STATED PROBLEM:
Duplicate word for word the part of the Norman Day biography starting with "Later his practice" and going on through "as a commodity’.".
--- QUOTED TEXT ---
Dr Norman Kingwell Day (born 25 March 1947, in Melbourne, Australia) is an architect, educator, and writer.

Architecture

After graduating, in the late 60s Norman Day worked in the office of Romberg & Boyd, with noted architect and critic Robin Boyd and Professor Frederick Romberg. He then started his own practice in 1971. 

His practice was initially based in Melbourne, where he came to prominence in the 1980s as part of the new wave of architects who adopted Postmodernism.  

Later his practice expended to South East Asia, with offices in Melbourne, Ho Chi Minh City, Bangkok and Dili.

His architecture is contemporary and investigative, it seeks to provide long-life-term constructions which last over time rather than short-term solutions which satisfy a culture of ‘architecture as a commodity’.
--- DATA LINES ---
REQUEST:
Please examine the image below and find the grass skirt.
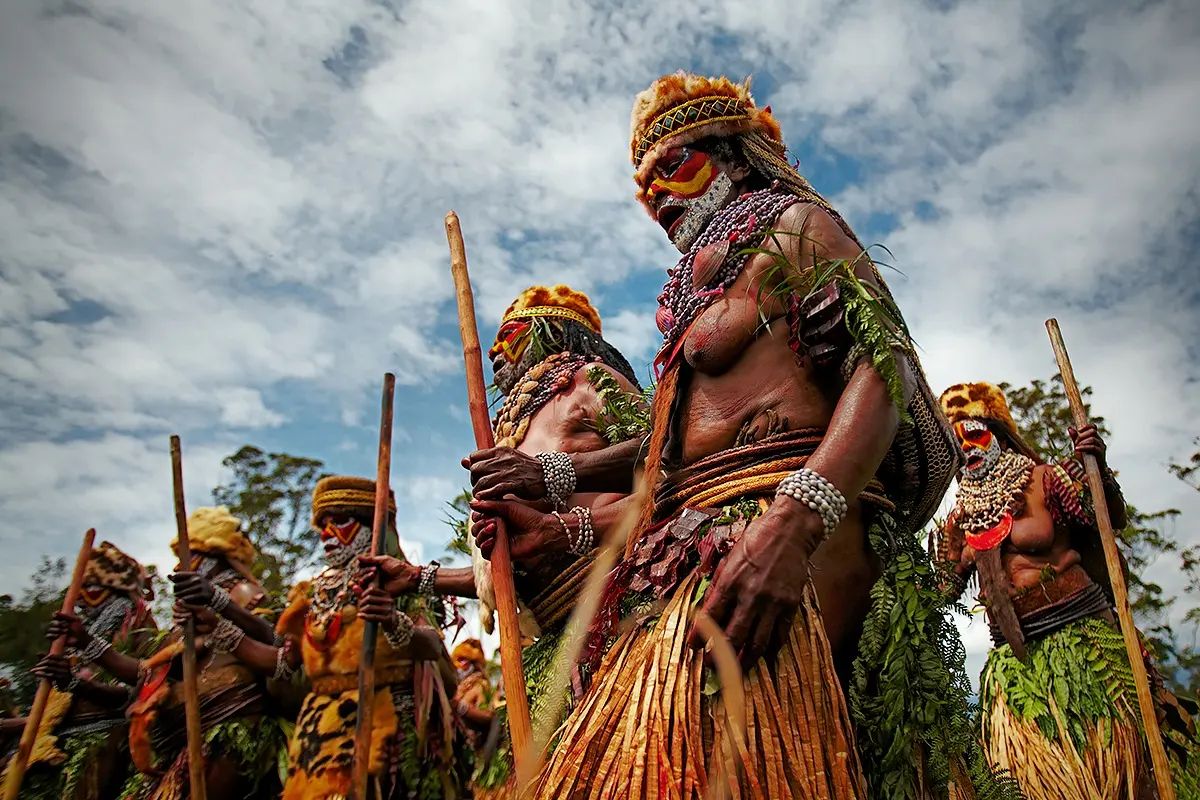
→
[533,572,866,800]
[980,619,1148,800]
---
THE ANSWER:
Later his practice expended to South East Asia, with offices in Melbourne, Ho Chi Minh City, Bangkok and Dili.

His architecture is contemporary and investigative, it seeks to provide long-life-term constructions which last over time rather than short-term solutions which satisfy a culture of ‘architecture as a commodity’.